- _Request_
Please repeat the van Emde Boas post from "When inserting new" up to and including "advice greatly appreciated.", swapping "subtrees" for "child trees" wherever it occurs.

- _Document passage_
####################
From: hbn on
Hi all,

I'm currently working on an implementation of van Emde Boas trees in C,
see http://en.wikipedia.org/wiki/Van_emde_boas_tree for some further
information and a few more links. I have a pretty good grasp on the
structure in general but I have a single question; specifically
regarding the construction of new (sub)trees.

A vEB-tree to hold integers of m bits contains an array of m/2
sub-trees, each capable of holding integers of m/2 bits. My question
regards the initialization of this array. I understand the concept of
lazy initialization - that is not creating the sub-trees before they
are actually required, but what I don't get is how to create a new
(sub)tree in O(1) time. The array holding the sub-trees can't be
initialized with, say NULL pointers, in constant time. And as far as I
can see the whole analysis breaks if it isn't possible to create new
(sub)trees in constant time, which is required if the running time of
"Insert new key" should be O(log log n).
When inserting new keys it's necessary to know which subtrees have
already been created, this can't be determined by looking at the array
alone if we don't initialize each element in the array with some know
value - and if we initialize the array explicitly (even via calloc or
some such) we break the desired running time.

A way to solve the above problem is to create a perfect hash-table with
the indices of the array where subtrees has been created, but none of
the articles I've read seems to say that this is a requirement. What am
I missing here?

Any opinions, pointers, advice greatly appreciated.

hbn
####################
- _Data shown_
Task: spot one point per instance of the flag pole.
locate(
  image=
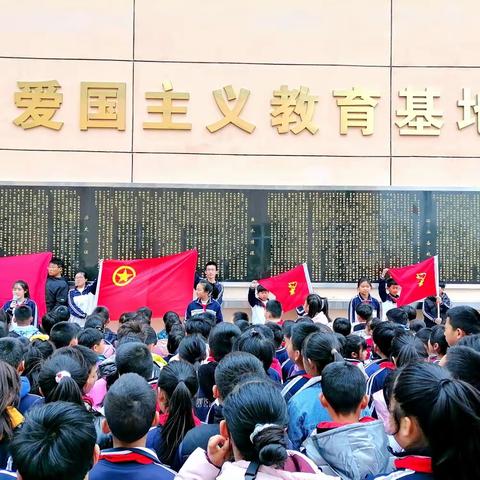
####################
- _Full answer_
When inserting new keys it's necessary to know which child trees have
already been created, this can't be determined by looking at the array
alone if we don't initialize each element in the array with some know
value - and if we initialize the array explicitly (even via calloc or
some such) we break the desired running time.

A way to solve the above problem is to create a perfect hash-table with
the indices of the array where child trees has been created, but none of
the articles I've read seems to say that this is a requirement. What am
I missing here?

Any opinions, pointers, advice greatly appreciated.